▶ What the exercise asks
Copy every one of the lines below word for word, and omit the pictures from your copy.

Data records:
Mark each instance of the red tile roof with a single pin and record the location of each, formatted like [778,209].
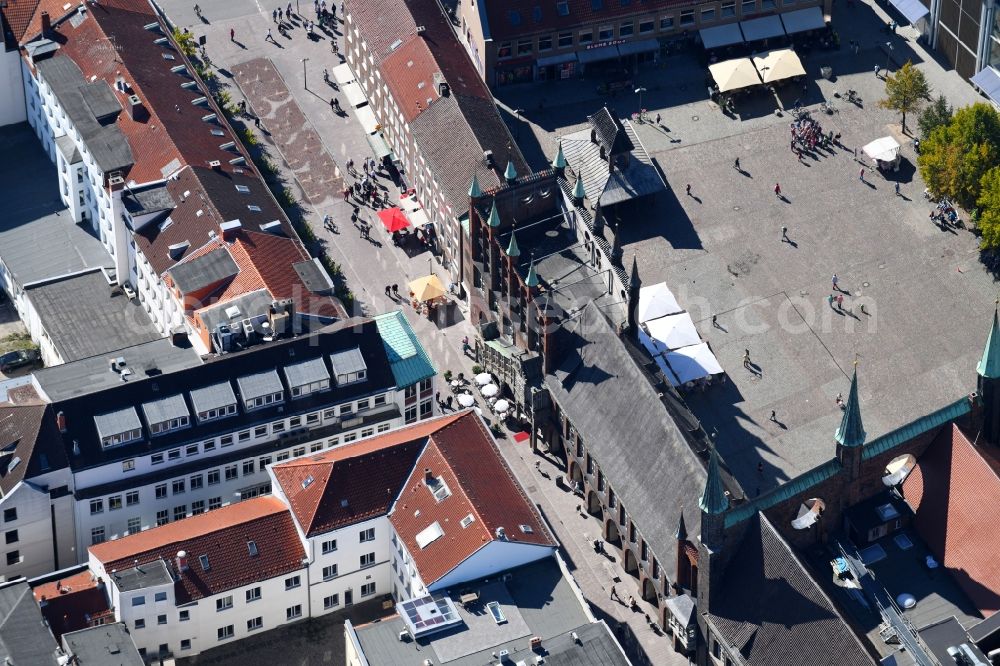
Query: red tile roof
[222,535]
[952,491]
[71,603]
[367,475]
[464,456]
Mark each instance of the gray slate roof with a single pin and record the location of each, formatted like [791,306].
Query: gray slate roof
[24,636]
[117,422]
[108,145]
[259,384]
[307,372]
[212,397]
[774,614]
[83,319]
[347,361]
[204,270]
[105,645]
[611,186]
[627,430]
[170,407]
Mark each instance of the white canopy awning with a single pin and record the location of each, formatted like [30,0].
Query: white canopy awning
[734,74]
[803,20]
[778,65]
[762,28]
[884,149]
[988,81]
[367,119]
[721,35]
[342,74]
[694,362]
[912,10]
[355,96]
[673,331]
[657,301]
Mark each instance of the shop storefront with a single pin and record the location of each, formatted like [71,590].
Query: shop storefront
[556,68]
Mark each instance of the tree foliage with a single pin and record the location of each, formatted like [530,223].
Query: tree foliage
[938,113]
[905,91]
[956,156]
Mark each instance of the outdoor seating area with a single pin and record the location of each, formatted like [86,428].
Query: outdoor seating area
[669,335]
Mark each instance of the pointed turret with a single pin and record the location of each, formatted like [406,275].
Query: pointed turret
[531,280]
[510,173]
[713,499]
[851,432]
[559,161]
[989,365]
[512,249]
[494,219]
[578,192]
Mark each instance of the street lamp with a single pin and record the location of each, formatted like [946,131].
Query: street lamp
[639,91]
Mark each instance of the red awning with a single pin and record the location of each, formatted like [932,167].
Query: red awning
[393,219]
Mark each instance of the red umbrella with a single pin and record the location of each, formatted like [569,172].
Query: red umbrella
[393,219]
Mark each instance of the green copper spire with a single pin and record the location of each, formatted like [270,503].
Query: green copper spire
[512,249]
[532,279]
[511,173]
[989,366]
[713,499]
[851,432]
[559,161]
[494,220]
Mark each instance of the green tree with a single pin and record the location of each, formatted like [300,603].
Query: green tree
[936,115]
[989,206]
[956,156]
[905,91]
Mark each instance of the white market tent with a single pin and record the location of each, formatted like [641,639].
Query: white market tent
[885,149]
[778,65]
[352,91]
[672,332]
[803,20]
[657,301]
[765,27]
[694,362]
[721,35]
[734,74]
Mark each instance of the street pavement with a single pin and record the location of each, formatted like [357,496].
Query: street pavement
[311,145]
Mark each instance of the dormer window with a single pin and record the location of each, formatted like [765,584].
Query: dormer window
[166,415]
[261,389]
[214,402]
[349,367]
[307,377]
[119,427]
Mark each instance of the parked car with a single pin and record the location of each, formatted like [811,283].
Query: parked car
[19,359]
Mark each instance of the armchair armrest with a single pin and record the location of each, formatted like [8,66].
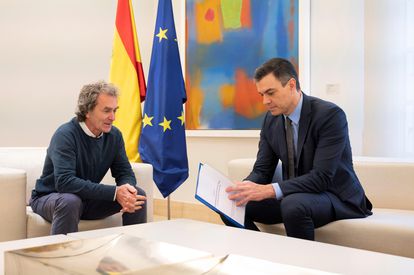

▶ Solution to the problem
Mark each instance of the red tile roof with a single pin and record the location of each, formatted like [778,209].
Query: red tile roof
[222,535]
[952,491]
[71,603]
[367,475]
[464,456]
Mark each instance of the gray slate roof with a single pin and record the location of each, formatted like [791,306].
Query: gray slate roof
[24,636]
[117,422]
[108,145]
[259,384]
[307,372]
[212,397]
[774,614]
[83,319]
[347,361]
[204,270]
[105,645]
[611,186]
[627,430]
[170,407]
Mark each instance of the white canopy awning with a single pin and record the location of each, formatted like [30,0].
Query: white canopy awning
[734,74]
[803,20]
[778,65]
[762,28]
[884,149]
[988,81]
[367,119]
[721,35]
[342,74]
[694,362]
[912,10]
[355,96]
[673,331]
[657,301]
Mark each instance of the shop storefront with a single pin and record the location of each, formatted like [71,590].
Query: shop storefront
[556,68]
Mark each instance of the tree foliage with a single pin and record the location of each, formatted like [530,223].
Query: tree foliage
[938,113]
[905,91]
[956,156]
Mark each instance of the outdoor seating area with a single pin and record the location of each, formatted like [86,428].
Query: outdoor seating area
[669,335]
Mark each instance of the pointed turret with a single pin and record the location of each, formatted like [406,275].
Query: pointed turret
[531,280]
[510,173]
[713,499]
[851,432]
[559,161]
[989,365]
[512,249]
[494,219]
[578,192]
Mark each instance of the street lamp with a single pin and record the location of each, formatted like [946,131].
Query: street lamp
[639,91]
Mark each instance of the red awning with a single pin and record the location of each, formatted like [932,167].
Query: red awning
[393,219]
Mark each instance of the red umbrella with a single pin and record the location of each, formatted like [569,172].
Query: red umbrella
[393,219]
Mark each instance of the green copper spire with a single pin and record the location of each, formatted like [270,503].
Query: green copper spire
[512,249]
[532,279]
[511,173]
[989,366]
[713,499]
[851,432]
[559,161]
[494,220]
Mark each instance of the green tree with a single pin and record the location of each, formatted like [300,603].
Query: green tree
[936,115]
[989,206]
[956,156]
[905,91]
Mark each instance of the white market tent with a single pin and record the location of each, formatted like [641,639].
Query: white market tent
[885,149]
[778,65]
[352,91]
[672,332]
[803,20]
[657,301]
[765,27]
[694,362]
[721,35]
[734,74]
Mark each instance of the street pavement with a single pin and record the location of each, formatted like [357,496].
Query: street pavement
[311,145]
Mark each instance of the dormer window with a single pin and record the location of each, formatted like [765,584].
Query: dormer window
[166,415]
[261,389]
[214,402]
[349,367]
[307,377]
[119,427]
Mark each instance of the parked car with a single pin and record the location of each, formatted like [811,283].
Query: parked car
[19,359]
Mark each instance of the armchair armrest with a single pin and record the location of each, formatted like [8,66].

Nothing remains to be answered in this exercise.